_Selected text_:
........
Barbados

Jan Sleigh:
It has been nearly ten years since my first trip to Barbados Back then the Windsurfing World Tour was held at the shores of Silver Rock & Silver Sands and it was a popular winter windsurfing destination. I have fond memories of my first trip; I had some great windsurfing, met with the legendary Irie man Brian Talma and got engaged! (Not to him though). During the middle of last year my wife had opportunity to go and work in Barbados so I got the chance to return and check out the windsurfing again and see whether the destination has changed in the last decade.

Fact File

Windy Season Trade winds from November to June
Air Temp In Summer 26-29 degrees all year round.
Wet Suit? Only to protect from sun burn! Shorts & rash vest will be fine.
Average Wind Speed 15-20 knots
Flight Time (From UK) 8 hrs from London
How To Get There

Barbados is the most eastern of the islands in the Caribbean and you need to catch a plane to get there. British Airways used to be the most used carrier but NOT any more for us windsurfers. Virgin let you take 23kg of luggage and 32kg of windsurfing equipment for FREE. Dial A Flight deal with all the airlines and for some reason always get cheap flights to this island so try both of them but do check airline excess baggage policy. All you really need for Barbados is around 5.5m to 6.5m rigs so you can get away with taking just a few sails and one board.

Prices do vary hugely; on a cheap deal you might get as low as £350 return but you can also expect to pay in excess of £1000 return around Christmas time.

Car Rental

Once you are in Barbados you will need a car, unless you are staying around the Silver Sand and Silver Rock area. Car rentals are pretty expensive.

There are heaps of hire care companies. We have used Fat Jacks and Drive-A-Matic. You can expect to be paying in excess of $US350 for a week!

How The Wind Works

Barbados is blessed by relatively gentle trade winds. The trades blow from around November through to June and are generally around 15 to 20 knots keeping the temperature around a very pleasant 26 to 29 degrees. The wind speed does vary considerably throughout the day so it is always good to check the real time weather at Grantly Adams Airport.

Go to www.cdera.org and click on the “Hourly Weather Statistics” link. I usually get excited when it says 17mph and head for Silver Rock as I know I’ll be on my 6.2m Boxer and US1111 Pro Wave 95.

The wind direction varies from North-easterly to South-easterly. Easterly through South-east are the best directions.
........
_Records to use_:
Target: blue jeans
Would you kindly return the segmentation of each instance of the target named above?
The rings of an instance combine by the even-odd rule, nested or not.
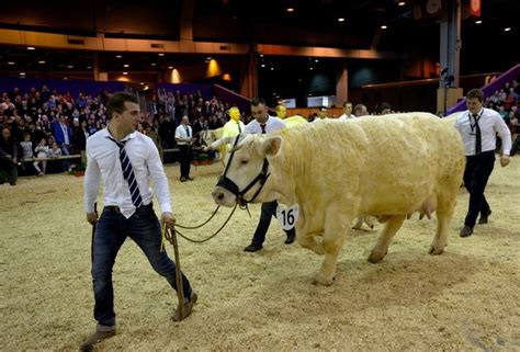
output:
[[[161,228],[152,205],[139,207],[128,219],[118,211],[105,207],[98,222],[92,243],[94,319],[102,326],[115,325],[112,268],[126,237],[139,246],[154,270],[177,289],[176,264],[166,251],[160,251]],[[192,289],[184,274],[182,288],[184,297],[190,297]]]
[[[276,207],[278,202],[267,202],[262,203],[262,212],[260,213],[260,220],[258,222],[257,229],[255,230],[255,235],[252,236],[251,243],[257,246],[262,246],[263,241],[265,240],[265,234],[269,230],[269,226],[271,225],[271,219],[276,217]],[[296,229],[293,227],[290,230],[284,230],[285,235],[289,237],[294,237]]]

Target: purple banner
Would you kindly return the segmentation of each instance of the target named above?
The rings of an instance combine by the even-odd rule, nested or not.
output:
[[[516,79],[520,75],[520,64],[517,66],[513,66],[510,70],[498,77],[497,79],[493,80],[488,84],[484,86],[482,88],[484,92],[484,96],[487,98],[489,95],[493,95],[495,91],[500,90],[506,86],[507,82],[512,82],[513,79]],[[464,111],[466,110],[466,99],[462,99],[459,103],[453,105],[452,107],[448,109],[446,112],[444,113],[445,116],[456,113],[459,111]]]

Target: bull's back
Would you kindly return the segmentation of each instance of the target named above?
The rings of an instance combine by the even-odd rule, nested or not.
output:
[[[464,164],[459,133],[427,113],[330,121],[298,133],[307,138],[301,188],[320,194],[321,206],[348,197],[371,214],[406,212],[443,182],[460,182]]]

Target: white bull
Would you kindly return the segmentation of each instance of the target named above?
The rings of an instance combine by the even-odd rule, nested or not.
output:
[[[269,166],[262,178],[264,160]],[[250,201],[261,188],[262,182],[250,185],[257,178],[264,184],[255,202],[298,204],[296,238],[325,254],[315,283],[330,285],[344,235],[358,215],[386,223],[369,257],[375,263],[407,215],[437,211],[429,252],[441,254],[464,162],[461,136],[452,123],[432,114],[327,121],[247,136],[235,148],[213,197],[225,206]]]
........
_What is asked_:
- a) Rewrite the records from the line "Target: bull's back" down to the end of the records, changing "segmentation" to "outline" and keeping everything else the same.
- b) Continue the article on windsurfing in Barbados from its last sentence.

_Answer set_:
- a)
Target: bull's back
Would you kindly return the outline of each instance of the target named above?
The rings of an instance combine by the even-odd rule, nested or not.
output:
[[[464,164],[459,133],[427,113],[330,121],[298,133],[307,138],[301,188],[320,194],[321,206],[348,197],[371,214],[406,212],[443,182],[460,182]]]

Target: white bull
Would you kindly return the outline of each instance of the target named above?
The rings of an instance combine by the even-odd rule, nested or not.
output:
[[[269,166],[262,178],[264,160]],[[250,201],[261,188],[262,182],[250,185],[257,178],[264,184],[255,202],[298,204],[296,238],[325,254],[315,283],[330,285],[344,235],[358,215],[386,223],[369,257],[375,263],[407,215],[437,211],[429,252],[441,254],[464,162],[461,136],[452,123],[432,114],[327,121],[247,136],[235,148],[213,197],[225,206]]]

- b)
From around July through to November the hurricane season or rainy season starts. Oddly enough this doesn’t really bring any wind to Barbados. The hurricanes usually miss Barbados and the last one that scored a direct hit was over fifty years ago. Occasionally there will be a tropical storm with a much stronger wind than usual and a lot of rain but these are usually short lived and may last a day or two. The climate in the summer months is oppressively hot at 30 degrees in the day AND night and pretty humid with it too.

The tropical storms and hurricanes do bring the benefit of swell in the summer so if you are into surfing and then this can be an excellent time to visit.

The Sailing Spots

The main spots to windsurf in Barbados are around the Silver Rock and Silver Sands area on the south eastern tip of the island. Silver Rock hosted World Tour events and is home to Brian Talma’s De Action wind and surf shop. Silver Sands boasts the Silver Sands Hotel that has been frequented by many a windsurfer in the past.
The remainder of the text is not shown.